Problem to solve: How many lines in the entries below contain the string "blurred"? Reply with the number alone.

┌──

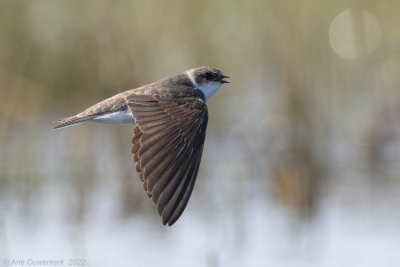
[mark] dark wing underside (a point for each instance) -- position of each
(167, 145)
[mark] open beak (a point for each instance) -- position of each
(223, 77)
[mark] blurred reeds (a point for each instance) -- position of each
(304, 119)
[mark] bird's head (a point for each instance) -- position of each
(207, 79)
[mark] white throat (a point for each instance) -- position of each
(208, 89)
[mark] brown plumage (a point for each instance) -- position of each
(170, 119)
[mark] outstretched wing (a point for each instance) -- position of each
(167, 145)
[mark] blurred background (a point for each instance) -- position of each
(302, 158)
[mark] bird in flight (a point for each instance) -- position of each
(170, 119)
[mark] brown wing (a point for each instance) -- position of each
(112, 104)
(167, 145)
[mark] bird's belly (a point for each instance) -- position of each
(124, 116)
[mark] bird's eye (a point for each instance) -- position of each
(211, 76)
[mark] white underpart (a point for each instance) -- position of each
(208, 89)
(124, 116)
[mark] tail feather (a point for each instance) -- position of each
(72, 121)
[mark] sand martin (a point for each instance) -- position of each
(170, 120)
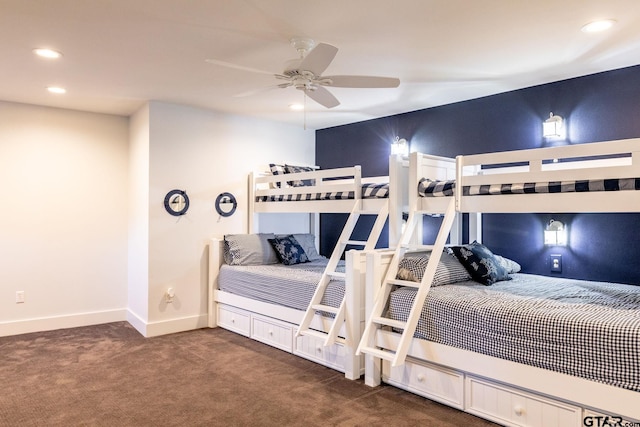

└──

Answer to this problem: 2